Goal of the exercise - Locate the line that contains "Isolate each yellow building". Print it and every subsequent line through the final line of the records, exactly and only those.

Exercise materials -
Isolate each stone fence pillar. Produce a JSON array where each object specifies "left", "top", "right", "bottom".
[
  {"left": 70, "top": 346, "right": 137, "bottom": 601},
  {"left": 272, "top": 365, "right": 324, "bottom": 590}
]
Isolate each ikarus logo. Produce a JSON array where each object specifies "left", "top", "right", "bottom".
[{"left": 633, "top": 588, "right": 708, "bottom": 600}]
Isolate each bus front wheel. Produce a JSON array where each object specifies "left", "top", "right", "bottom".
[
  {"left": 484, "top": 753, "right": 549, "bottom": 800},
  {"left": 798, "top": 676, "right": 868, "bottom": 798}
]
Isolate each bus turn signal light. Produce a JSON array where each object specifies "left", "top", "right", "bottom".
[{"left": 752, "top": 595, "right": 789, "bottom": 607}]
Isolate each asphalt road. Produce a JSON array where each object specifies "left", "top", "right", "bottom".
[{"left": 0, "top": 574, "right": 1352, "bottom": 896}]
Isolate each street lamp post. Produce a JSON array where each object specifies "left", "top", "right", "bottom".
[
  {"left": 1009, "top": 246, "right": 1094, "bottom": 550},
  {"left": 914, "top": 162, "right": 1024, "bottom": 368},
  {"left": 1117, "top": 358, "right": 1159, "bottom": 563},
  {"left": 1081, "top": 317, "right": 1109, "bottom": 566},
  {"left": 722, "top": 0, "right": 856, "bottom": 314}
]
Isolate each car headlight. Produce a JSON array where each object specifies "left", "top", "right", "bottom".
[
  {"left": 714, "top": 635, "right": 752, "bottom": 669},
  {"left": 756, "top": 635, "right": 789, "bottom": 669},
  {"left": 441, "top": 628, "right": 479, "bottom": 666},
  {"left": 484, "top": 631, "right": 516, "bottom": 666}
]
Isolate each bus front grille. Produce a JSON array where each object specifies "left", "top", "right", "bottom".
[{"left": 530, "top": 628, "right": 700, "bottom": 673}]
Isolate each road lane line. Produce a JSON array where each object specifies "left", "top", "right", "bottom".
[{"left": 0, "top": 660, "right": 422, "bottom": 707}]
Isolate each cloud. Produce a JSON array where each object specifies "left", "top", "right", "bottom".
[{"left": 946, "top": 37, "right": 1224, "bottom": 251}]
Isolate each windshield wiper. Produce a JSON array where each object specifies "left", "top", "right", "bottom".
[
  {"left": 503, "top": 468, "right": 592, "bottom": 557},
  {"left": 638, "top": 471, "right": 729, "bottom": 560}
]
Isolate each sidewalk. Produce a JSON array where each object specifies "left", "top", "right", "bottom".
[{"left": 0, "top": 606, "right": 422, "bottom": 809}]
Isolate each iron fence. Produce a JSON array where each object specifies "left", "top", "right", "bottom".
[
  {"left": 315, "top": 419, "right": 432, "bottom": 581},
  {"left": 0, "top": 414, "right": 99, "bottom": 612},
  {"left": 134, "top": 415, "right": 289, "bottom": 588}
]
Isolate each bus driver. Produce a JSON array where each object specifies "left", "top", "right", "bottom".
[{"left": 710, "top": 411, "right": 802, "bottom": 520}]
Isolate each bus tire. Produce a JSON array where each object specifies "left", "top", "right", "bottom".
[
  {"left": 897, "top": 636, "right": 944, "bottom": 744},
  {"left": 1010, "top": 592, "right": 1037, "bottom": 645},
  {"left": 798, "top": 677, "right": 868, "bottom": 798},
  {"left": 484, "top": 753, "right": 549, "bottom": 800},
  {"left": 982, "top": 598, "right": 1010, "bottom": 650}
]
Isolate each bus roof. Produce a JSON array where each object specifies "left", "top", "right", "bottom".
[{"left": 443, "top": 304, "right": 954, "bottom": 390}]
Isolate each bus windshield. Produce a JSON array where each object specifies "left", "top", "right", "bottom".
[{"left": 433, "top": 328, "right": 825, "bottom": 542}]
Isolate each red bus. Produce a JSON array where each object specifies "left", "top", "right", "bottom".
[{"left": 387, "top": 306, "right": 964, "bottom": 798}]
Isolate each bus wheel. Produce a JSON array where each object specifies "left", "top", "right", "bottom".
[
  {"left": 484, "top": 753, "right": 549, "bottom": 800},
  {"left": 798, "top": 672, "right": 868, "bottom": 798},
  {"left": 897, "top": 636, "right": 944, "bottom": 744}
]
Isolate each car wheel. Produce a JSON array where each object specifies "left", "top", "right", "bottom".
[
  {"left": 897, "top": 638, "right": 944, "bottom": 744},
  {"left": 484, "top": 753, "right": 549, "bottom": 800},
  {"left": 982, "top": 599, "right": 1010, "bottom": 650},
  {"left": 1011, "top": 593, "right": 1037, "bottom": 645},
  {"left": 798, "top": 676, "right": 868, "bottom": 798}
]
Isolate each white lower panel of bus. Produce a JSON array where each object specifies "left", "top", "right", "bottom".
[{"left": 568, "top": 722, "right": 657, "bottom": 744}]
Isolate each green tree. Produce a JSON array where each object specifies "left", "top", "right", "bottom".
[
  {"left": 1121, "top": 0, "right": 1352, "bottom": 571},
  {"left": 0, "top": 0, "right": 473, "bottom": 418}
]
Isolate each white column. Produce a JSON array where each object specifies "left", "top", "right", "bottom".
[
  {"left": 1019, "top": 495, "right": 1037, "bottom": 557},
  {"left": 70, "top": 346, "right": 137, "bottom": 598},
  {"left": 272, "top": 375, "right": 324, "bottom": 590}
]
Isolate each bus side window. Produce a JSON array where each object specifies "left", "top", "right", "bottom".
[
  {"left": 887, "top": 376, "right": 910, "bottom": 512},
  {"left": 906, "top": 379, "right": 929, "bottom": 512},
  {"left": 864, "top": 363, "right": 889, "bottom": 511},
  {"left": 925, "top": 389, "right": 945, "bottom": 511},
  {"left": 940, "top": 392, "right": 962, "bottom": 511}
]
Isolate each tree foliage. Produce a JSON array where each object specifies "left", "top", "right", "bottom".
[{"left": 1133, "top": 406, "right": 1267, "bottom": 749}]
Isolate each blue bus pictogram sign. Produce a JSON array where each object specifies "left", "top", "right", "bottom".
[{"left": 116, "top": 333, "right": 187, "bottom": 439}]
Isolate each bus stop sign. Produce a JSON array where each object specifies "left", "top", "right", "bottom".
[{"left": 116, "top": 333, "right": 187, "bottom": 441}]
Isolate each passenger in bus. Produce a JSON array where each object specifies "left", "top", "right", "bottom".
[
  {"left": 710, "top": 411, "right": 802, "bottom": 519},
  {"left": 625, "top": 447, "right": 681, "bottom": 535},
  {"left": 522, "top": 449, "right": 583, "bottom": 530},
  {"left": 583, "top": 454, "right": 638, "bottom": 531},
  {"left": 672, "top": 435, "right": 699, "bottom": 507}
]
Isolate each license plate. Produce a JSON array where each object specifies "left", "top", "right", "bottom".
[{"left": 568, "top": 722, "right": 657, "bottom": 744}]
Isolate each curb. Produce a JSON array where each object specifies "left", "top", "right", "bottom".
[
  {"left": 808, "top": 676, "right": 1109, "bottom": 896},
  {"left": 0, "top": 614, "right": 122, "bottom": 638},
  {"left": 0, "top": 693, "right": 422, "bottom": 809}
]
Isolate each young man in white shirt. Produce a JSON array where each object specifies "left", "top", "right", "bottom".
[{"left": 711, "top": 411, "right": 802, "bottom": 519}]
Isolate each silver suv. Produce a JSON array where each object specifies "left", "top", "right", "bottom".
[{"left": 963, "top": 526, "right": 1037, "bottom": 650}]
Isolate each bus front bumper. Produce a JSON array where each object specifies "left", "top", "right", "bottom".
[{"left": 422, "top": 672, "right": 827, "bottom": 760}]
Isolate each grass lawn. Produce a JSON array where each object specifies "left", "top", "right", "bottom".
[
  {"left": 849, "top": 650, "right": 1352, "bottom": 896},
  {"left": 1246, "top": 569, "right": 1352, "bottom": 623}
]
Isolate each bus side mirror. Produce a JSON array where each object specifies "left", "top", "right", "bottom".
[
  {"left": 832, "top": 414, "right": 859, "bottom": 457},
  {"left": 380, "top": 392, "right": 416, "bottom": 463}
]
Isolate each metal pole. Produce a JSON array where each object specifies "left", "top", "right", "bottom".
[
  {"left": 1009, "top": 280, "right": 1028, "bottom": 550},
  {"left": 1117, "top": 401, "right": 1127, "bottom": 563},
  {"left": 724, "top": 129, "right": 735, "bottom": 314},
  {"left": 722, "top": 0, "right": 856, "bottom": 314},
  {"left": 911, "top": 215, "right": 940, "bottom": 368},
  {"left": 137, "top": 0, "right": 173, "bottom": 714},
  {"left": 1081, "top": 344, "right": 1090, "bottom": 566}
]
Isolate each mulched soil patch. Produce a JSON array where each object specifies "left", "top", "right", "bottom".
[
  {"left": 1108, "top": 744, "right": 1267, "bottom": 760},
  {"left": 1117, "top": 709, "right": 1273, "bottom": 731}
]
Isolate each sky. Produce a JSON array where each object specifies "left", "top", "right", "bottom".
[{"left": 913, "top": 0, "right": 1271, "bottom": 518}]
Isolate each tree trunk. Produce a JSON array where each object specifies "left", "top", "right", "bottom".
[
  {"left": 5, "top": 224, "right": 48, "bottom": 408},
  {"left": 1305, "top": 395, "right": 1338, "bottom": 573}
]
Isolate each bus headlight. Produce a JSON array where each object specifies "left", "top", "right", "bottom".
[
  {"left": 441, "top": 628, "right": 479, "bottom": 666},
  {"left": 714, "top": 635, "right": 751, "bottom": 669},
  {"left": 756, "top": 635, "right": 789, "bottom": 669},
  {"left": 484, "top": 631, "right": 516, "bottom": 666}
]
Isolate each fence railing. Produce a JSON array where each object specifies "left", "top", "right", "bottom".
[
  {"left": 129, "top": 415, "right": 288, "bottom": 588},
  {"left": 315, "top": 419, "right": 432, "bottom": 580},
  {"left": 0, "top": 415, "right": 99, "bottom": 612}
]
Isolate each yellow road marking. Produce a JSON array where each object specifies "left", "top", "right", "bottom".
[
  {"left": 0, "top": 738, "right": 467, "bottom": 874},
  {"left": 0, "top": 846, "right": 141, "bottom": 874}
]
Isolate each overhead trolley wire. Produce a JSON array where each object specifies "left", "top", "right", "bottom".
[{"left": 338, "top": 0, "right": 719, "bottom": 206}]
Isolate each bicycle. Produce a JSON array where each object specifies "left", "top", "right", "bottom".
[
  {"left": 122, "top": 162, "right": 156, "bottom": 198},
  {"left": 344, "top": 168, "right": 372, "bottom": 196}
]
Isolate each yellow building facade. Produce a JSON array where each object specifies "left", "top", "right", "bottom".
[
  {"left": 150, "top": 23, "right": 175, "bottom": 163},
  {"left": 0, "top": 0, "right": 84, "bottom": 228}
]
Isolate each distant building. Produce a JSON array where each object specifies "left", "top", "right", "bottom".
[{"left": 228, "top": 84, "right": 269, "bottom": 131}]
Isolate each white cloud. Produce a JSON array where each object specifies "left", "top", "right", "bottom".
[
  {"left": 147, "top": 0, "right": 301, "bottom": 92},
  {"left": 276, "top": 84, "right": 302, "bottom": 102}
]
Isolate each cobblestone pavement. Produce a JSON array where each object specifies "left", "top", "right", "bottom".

Solution to the problem -
Isolate each yellow building facade. Produce a JSON array where each object specifies "left", "top", "right", "bottom".
[
  {"left": 150, "top": 23, "right": 175, "bottom": 163},
  {"left": 0, "top": 0, "right": 84, "bottom": 228}
]
Isolate each distant building. Produce a JSON array where each object specifies "left", "top", "right", "bottom".
[{"left": 228, "top": 84, "right": 269, "bottom": 131}]
Isolate each white cloud. Produce a JSON array where each object specifies "left", "top", "right", "bottom".
[
  {"left": 147, "top": 0, "right": 301, "bottom": 92},
  {"left": 276, "top": 84, "right": 302, "bottom": 102}
]
Isolate each cobblestone pavement. Produce a JSON array where each object specifies "left", "top", "right", "bottom".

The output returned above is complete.